◆ Bloque de texto:
En ese momento sentí por primera vez que estaba en el centro de mi mundo, que mis piernas cansadas de tantos paseos romanos de repente levitaban y que mi corazón se henchía de alegría, una totalmente irreconocible. Éramos los que estábamos, ciudadanos del mundo entero, de todas las razas y condiciones posibles y, sin embargo, había una unidad, una hermandad, que en un suspiro nos había contagiado a todos. Desde que comenzaron los primeros aplausos y los primeros cánticos adornados por el agitar de banderas y pancartas con mensajes a Francisco, esa enorme masa de gente que éramos llegó a un éxtasis espiritual difícil de explicar, aunque estoy seguro de que la ciencia tiene explicación para todo. No era el tipo de energía que se genera antes de un concierto de rock, pero era muy parecida, ciertamente, si no fuera por algo que llamamos fe, que se manifiesta de la forma más inesperada o cuando es más necesaria.
Salió Francisco a la ventana y comenzó a hablarnos, a saludar a los de aquí y a los de allá y la plaza devino en el escenario de una gran fiesta del amor fraterno. Había un sentimiento, y así lo sentí, de hermanamiento total que convertía ese lugar en el centro de los universos. Allí sentí de verdad a Dios hablándome al oído y me sentí muy feliz de haberlo sentido. Lo más curioso es lo que pasó después. Su Santidad se despidió humildemente con un Non dimenticare di pregare per me. No dejéis de rezar por mí. Hacía no mucho que había sido elevado al trono de San Pedro y en esas palabras había tanta verdad que mis ojos se llenaron de lágrimas, de compasión y de alegría por la experiencia vívidamente inesperada que me había regalado el destino frente a ese hombre lejano por la distancia y cercano, tanto que te llegaba al alma cada una de sus frases.

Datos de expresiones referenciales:
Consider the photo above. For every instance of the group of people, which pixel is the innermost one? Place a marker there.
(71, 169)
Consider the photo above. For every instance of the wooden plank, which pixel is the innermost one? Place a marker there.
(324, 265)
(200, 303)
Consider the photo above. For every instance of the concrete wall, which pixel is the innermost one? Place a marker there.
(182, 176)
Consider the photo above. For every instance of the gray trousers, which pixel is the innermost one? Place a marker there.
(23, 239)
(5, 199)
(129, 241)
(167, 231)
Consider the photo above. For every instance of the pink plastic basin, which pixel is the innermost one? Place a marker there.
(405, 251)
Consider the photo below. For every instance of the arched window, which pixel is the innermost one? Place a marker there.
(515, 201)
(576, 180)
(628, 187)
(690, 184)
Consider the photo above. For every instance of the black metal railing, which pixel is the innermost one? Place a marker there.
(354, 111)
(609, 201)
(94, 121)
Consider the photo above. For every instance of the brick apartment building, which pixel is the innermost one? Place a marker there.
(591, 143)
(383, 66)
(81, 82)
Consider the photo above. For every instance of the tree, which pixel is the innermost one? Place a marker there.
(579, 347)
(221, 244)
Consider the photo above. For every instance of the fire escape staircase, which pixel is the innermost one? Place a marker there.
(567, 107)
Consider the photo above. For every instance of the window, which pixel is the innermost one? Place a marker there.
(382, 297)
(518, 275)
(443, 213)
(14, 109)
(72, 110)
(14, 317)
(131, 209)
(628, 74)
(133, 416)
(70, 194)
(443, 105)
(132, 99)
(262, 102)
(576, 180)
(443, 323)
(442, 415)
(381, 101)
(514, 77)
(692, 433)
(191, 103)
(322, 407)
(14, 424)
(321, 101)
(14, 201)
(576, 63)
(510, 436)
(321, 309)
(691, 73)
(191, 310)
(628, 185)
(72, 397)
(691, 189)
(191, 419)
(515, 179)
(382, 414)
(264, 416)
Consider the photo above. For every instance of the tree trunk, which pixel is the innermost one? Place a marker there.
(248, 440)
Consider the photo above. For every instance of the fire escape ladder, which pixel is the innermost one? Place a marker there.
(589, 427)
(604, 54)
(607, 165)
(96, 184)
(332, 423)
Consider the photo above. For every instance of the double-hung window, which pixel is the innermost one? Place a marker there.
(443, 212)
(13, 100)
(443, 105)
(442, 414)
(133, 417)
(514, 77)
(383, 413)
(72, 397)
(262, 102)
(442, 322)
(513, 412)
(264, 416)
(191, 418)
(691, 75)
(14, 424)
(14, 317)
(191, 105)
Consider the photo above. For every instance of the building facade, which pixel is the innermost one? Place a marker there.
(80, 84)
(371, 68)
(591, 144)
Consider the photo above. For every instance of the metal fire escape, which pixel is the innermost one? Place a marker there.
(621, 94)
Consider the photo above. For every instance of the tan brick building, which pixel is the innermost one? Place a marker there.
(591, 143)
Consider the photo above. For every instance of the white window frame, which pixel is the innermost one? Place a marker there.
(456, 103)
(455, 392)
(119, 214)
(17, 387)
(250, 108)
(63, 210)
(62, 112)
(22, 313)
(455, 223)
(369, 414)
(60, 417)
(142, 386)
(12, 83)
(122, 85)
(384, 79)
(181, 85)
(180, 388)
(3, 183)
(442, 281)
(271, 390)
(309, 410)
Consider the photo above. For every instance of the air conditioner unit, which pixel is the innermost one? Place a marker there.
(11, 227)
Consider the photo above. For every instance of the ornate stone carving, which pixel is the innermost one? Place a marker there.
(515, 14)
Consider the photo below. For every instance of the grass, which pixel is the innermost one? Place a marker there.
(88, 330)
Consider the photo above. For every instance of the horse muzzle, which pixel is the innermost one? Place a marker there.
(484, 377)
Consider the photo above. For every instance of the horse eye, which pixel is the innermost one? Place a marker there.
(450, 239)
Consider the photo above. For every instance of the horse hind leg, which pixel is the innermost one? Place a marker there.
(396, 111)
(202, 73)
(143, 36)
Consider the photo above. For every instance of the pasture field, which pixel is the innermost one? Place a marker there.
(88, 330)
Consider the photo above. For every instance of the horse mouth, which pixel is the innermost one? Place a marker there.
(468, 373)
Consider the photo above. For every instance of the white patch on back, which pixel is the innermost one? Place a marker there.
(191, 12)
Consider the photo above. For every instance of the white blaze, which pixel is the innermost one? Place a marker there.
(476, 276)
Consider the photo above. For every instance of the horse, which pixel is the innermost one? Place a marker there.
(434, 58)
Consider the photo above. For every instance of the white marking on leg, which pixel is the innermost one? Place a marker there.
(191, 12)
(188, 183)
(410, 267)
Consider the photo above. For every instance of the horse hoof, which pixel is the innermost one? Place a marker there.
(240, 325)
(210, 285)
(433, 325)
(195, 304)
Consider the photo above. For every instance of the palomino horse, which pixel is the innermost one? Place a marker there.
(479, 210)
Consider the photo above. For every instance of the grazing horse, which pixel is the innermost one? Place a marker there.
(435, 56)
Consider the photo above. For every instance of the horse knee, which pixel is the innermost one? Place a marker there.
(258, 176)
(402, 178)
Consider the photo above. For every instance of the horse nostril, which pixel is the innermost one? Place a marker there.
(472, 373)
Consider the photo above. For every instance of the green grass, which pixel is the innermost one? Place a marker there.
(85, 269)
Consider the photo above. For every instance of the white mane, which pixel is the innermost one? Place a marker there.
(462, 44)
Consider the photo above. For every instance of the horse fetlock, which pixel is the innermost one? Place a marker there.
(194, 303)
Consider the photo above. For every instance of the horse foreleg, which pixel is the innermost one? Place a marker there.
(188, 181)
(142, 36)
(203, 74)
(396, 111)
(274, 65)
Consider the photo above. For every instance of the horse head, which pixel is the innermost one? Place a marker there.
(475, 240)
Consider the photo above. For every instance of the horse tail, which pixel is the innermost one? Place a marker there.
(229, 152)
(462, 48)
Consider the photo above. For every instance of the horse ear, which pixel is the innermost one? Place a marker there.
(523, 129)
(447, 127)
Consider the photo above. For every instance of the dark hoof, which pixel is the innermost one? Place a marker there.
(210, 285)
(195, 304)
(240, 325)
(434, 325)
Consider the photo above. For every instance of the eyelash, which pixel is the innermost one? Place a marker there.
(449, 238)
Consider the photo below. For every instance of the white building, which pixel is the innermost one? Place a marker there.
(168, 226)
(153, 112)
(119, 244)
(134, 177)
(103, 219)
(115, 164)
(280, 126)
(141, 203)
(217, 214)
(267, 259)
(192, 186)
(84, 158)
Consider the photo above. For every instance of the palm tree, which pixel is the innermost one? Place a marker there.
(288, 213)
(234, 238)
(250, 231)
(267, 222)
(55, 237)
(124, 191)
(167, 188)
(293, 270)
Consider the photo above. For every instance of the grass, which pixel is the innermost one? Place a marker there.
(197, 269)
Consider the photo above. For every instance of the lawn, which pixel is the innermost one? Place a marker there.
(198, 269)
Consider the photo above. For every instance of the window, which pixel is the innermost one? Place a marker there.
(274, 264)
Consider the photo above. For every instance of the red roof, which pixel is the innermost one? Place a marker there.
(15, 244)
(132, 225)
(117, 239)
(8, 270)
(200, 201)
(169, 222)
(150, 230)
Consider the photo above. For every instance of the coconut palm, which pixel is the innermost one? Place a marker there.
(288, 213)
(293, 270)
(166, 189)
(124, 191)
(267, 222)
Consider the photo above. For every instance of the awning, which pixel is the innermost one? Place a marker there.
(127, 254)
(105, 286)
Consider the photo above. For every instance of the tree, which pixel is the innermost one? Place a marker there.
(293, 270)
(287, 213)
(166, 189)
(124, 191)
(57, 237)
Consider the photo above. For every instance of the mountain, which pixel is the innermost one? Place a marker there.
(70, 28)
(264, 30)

◆ Acciones requeridas:
**a.** En el relato sobre Francisco en la plaza, ¿por qué se llenaron de lágrimas los ojos de quien narra al oír la despedida? Contesta en una a tres oraciones.
**b.** Prolonga el relato sobre Francisco en la plaza desde el punto en que termina.

◆ Respuestas por tarea:
**a.** Porque en la despedida, «No dejéis de rezar por mí», había tanta verdad que los ojos se le llenaron de lágrimas. Eran lágrimas de compasión y de alegría por la experiencia inesperada que le había regalado el destino frente a Francisco.

**b.**
No saben lo difícil que es explicarles una experiencia como ésta en la que se mezclan tantos estereotipos y banales pudores. Lloré a mares, tanto que mi acompañante cada vez se alejaba más de mí, por pudor seguramente, y porque las lágrimas duelen aunque sean de alegría. Me recuperé, obviamente, pero ya nunca fui el mismo. Supe que cada vez que volviera a Roma, porque a Roma siempre se regresa, iría a ver al Papa y he cumplido. La última vez acudí acompañando a mi hermana Àngels, creyente y practicante, y la alegría fue aún mayor, aunque más contenida. Ahí los dos hermanos escuchamos agarrados de brazos y manos, nos besamos y también cantamos junto a las monjas Sor Citroën de todos los colores. Y vivimos una nueva experiencia que también nos cambió a ambos para siempre. Roma te cambia siempre para bien. Después nos fuimos a celebrarlo con un almuerzo en el Hotel de Russie y dimos gracias.
Les he contado estas anécdotas vaticanas porque el corazón me lo pedía y porque quiero compartir las visitas de mis amigos, tan distintos y tan iguales, y todos ellos habitantes de una parte del mundo. Mayte Spínola, mujer de fe, fue a verle desde Madrid y fíjense en su cara. Guillermo Giammona y Omar Hernández desde Nueva York, llevando con ellos toda la modernidad y la vanguardia de la cultura y la sociedad más privilegiada de hoy. Y qué decir de los Plessi, Fabrizzio y Carla, en esa foto tan significativa en la que el Papa dijo que el arte ayudaba a elevar el alma. Fíjense qué elegancia en las tres imágenes, en la luz, en la felicidad de los rostros y me verán a mí frente a Pedro.